◆ What this task involves ◆
Convert all of the entries below into a numbered list, omitting blank lines. Leave the pictures out of the answer.

Coordinate labeling data:
-- -- --

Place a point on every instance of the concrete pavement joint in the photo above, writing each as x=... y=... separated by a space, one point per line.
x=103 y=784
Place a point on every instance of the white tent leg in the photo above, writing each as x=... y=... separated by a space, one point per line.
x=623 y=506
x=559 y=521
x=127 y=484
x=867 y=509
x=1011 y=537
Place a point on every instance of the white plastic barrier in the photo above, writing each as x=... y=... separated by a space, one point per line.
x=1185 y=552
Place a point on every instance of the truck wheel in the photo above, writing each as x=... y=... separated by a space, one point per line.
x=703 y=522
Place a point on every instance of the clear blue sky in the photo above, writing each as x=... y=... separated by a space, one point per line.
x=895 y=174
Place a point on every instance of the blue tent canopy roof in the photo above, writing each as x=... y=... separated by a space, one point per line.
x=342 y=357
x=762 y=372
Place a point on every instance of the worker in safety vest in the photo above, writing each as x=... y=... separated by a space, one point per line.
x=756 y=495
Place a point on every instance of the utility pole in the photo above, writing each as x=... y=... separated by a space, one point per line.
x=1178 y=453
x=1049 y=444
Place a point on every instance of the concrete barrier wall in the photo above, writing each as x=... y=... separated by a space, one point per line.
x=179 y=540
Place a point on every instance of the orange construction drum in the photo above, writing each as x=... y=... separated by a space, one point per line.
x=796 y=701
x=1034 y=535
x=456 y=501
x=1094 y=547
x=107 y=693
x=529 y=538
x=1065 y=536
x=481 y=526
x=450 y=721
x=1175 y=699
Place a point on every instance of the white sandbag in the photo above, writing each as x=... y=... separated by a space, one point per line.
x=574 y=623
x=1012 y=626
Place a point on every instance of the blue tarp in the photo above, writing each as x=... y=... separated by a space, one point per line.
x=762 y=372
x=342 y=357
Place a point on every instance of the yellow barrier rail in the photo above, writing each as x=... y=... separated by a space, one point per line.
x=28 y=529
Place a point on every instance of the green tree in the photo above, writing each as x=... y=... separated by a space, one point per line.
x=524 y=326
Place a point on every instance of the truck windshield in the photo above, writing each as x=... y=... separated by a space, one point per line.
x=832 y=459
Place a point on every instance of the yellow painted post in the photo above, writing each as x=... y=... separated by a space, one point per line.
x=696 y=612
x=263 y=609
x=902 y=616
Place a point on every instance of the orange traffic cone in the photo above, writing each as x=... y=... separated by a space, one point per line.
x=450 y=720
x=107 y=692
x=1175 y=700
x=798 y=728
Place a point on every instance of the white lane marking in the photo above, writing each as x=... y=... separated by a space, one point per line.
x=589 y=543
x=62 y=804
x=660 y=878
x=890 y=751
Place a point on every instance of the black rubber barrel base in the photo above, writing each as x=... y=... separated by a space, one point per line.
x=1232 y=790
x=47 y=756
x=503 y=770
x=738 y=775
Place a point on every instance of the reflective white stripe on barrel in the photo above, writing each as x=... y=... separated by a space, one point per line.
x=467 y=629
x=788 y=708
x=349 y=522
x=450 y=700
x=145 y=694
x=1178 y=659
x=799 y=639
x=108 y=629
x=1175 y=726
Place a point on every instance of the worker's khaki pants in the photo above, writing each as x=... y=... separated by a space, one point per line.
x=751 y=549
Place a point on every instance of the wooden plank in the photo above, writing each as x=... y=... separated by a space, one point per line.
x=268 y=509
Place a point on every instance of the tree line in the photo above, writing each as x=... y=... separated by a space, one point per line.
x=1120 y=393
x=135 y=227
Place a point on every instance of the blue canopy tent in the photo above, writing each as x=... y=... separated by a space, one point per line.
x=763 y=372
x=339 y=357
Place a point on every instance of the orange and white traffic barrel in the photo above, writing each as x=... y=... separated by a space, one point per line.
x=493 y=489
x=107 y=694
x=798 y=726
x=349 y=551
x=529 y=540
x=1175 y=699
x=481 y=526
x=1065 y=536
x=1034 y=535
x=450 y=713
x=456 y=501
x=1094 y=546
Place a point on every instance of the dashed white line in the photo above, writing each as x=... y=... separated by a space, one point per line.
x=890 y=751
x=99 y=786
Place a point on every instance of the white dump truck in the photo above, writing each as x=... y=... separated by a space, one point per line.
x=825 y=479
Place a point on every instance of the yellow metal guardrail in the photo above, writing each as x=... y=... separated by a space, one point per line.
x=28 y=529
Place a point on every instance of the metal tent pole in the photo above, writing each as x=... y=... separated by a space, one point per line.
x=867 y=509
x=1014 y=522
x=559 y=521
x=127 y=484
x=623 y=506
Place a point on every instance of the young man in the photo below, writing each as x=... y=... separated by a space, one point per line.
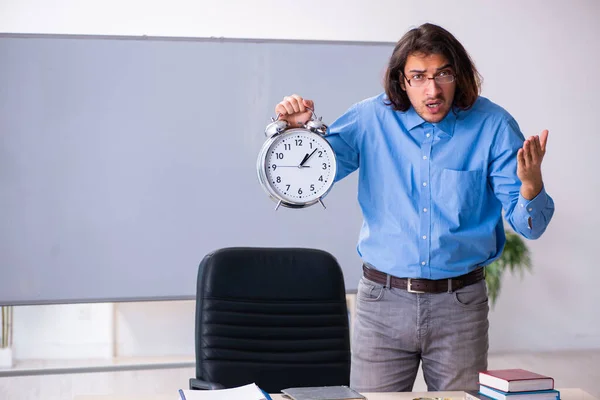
x=437 y=164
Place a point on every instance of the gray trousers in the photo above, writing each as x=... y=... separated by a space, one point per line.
x=395 y=330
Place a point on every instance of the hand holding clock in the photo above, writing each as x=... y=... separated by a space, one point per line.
x=295 y=110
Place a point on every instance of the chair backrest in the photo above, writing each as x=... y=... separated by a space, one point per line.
x=273 y=316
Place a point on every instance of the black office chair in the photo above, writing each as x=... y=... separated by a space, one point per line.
x=276 y=317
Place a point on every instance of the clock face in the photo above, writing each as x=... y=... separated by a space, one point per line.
x=300 y=166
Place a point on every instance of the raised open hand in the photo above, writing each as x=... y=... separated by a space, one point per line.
x=529 y=164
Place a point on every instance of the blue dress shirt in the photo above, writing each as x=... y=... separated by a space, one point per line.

-- -- --

◆ Exercise solution ◆
1. Place a point on every instance of the concrete pavement joint in the photo above, writing each as x=... y=... separated by a space, one point per line.
2. x=103 y=784
3. Place a point on every instance of the white tent leg in the photo above, writing each as x=... y=... separated by a space, one point per line.
4. x=623 y=506
5. x=559 y=521
6. x=127 y=484
7. x=867 y=509
8. x=1011 y=537
9. Place a point on every instance of the white plastic barrier in the photo above, writing each as x=... y=... separated by a space, one point per line.
10. x=1185 y=552
11. Place a point on every instance of the truck wheel in the photo above, writing each as x=... y=... separated by a space, one point per line.
12. x=703 y=522
13. Place a point on every instance of the clear blue sky in the photo above, writing each as x=... y=... separated by a space, one point per line.
14. x=895 y=174
15. Place a point on every instance of the blue tent canopy roof in the photo above, writing each as x=... y=... separated by a space, one point per line.
16. x=342 y=357
17. x=762 y=372
18. Place a point on every instance of the worker in safety vest in the photo above, writing each as x=... y=... separated by a space, one point per line.
19. x=756 y=495
20. Place a point on every instance of the utility pole in the photo above, writing each as x=... y=... separated by a space, one point per line.
21. x=1178 y=453
22. x=1049 y=444
23. Place a point on every instance of the concrete barrier wall in the photo above, writing each as x=... y=... separated by a space, one point per line.
24. x=179 y=540
25. Place a point on every instance of the orange construction drum in the photo above, writing each as x=... y=... separated by a space, one point per line.
26. x=796 y=701
27. x=1034 y=535
28. x=456 y=501
29. x=1094 y=547
30. x=107 y=693
31. x=529 y=538
32. x=1065 y=536
33. x=481 y=526
34. x=450 y=721
35. x=1175 y=699
36. Place a point on every instance of the white sandbag in the photo above, writing each as x=... y=... separated by a space, one point per line.
37. x=574 y=623
38. x=1012 y=626
39. Place a point on every instance of the blue tarp in the photo above, writing each as x=... y=... separated by a space, one point per line.
40. x=762 y=372
41. x=342 y=357
42. Place a point on every instance of the yellow barrier rail in the photo above, writing each as x=... y=... separated by a space, one point per line.
43. x=28 y=529
44. Place a point on every instance of the green tree in the photo above, writing each as x=... y=... separated by a space, one point per line.
45. x=524 y=326
46. Place a point on every instance of the truck windshield in the photo above, writing each as x=... y=... separated by a space, one point per line.
47. x=832 y=459
48. Place a point on every instance of the yellow painted post in the photo above, writing each as x=... y=... separated by a space, one point per line.
49. x=696 y=612
50. x=263 y=609
51. x=902 y=616
52. Place a point on every instance of the orange traffic cone in the photo above, writing each as x=... y=... separated by a space, one point per line.
53. x=450 y=720
54. x=107 y=692
55. x=1175 y=700
56. x=798 y=728
57. Place a point on every instance of the white lane marking in the photo above, writing each as x=... y=... separated by a space, one point per line.
58. x=589 y=543
59. x=62 y=804
60. x=660 y=878
61. x=890 y=751
62. Place a point on every instance of the black rubber barrel base in the photo above, writing each as x=... y=... separated by a space, one point per line.
63. x=1232 y=790
64. x=47 y=756
65. x=503 y=770
66. x=738 y=775
67. Place a point on every instance of the reflective white stripe on barrel in the photo above, writing each as x=... y=... separated by a space, one point per line.
68. x=467 y=629
69. x=788 y=708
70. x=349 y=522
71. x=450 y=700
72. x=145 y=694
73. x=1178 y=659
74. x=799 y=639
75. x=108 y=629
76. x=1175 y=726
77. Place a point on every instance of the worker's khaki pants in the photo above, writing each as x=... y=... separated by a space, one point per line.
78. x=751 y=549
79. Place a point on every instance of the wooden plank in the photo above, writing each as x=... y=... separated by a space, one point per line.
80. x=268 y=509
81. Place a point on every instance of the tree line in the photo above, writing each as x=... y=... separated by a space, one point per line.
82. x=1120 y=393
83. x=135 y=227
84. Place a point on every instance of the blue canopy tent in the photo above, writing each as x=... y=... separated by a space, one point per line.
85. x=763 y=372
86. x=339 y=357
87. Place a point on every instance of the orange and white traffic barrel in the photo above, writing each as x=... y=... separated by a space, one point per line.
88. x=493 y=489
89. x=107 y=694
90. x=798 y=726
91. x=349 y=551
92. x=529 y=540
93. x=1175 y=699
94. x=481 y=526
95. x=1065 y=536
96. x=1034 y=535
97. x=450 y=713
98. x=456 y=501
99. x=1094 y=546
100. Place a point on every instance of the dashed white line in the photo above, writing each as x=... y=... separated by a space, one point per line.
101. x=890 y=751
102. x=99 y=786
103. Place a point on every instance of the white dump truck in the photo above, writing each as x=... y=... separated by a space, one point per line.
104. x=825 y=479
105. Place a point on every instance of the yellow metal guardrail in the photo above, writing each as x=... y=... separated by a space, one point per line.
106. x=28 y=529
107. Place a point on every instance of the metal tent pole in the photo above, writing each as x=... y=... separated by a space, one point per line.
108. x=867 y=509
109. x=1014 y=522
110. x=559 y=521
111. x=127 y=484
112. x=623 y=506
113. Place a point on every instance of the young man in the photo below, writing each as x=... y=... separated by a space, one point per line.
114. x=437 y=164
115. Place a point on every instance of the gray trousers in the photo above, writing each as x=... y=... separated by a space, one point per line.
116. x=395 y=330
117. Place a point on every instance of the hand holding clock in the photo above, writing each as x=... y=... separated by a space, one point per line.
118. x=295 y=110
119. Place a point on every instance of the chair backrest in the photo above, writing each as x=... y=... separated by a space, one point per line.
120. x=273 y=316
121. Place a point on every instance of the black office chair in the photo above, writing each as x=... y=... separated by a space, one point per line.
122. x=276 y=317
123. Place a point on every instance of the clock face in the photo above, writing each as x=... y=... separated by a space, one point per line.
124. x=300 y=166
125. Place a point on every instance of the raised open hand in the photo above, writing each as x=... y=... separated by a space, one point per line.
126. x=529 y=164
127. Place a point on every instance of the blue dress shirt in the photo above, writing each as x=... y=... separated by a space, one point per line.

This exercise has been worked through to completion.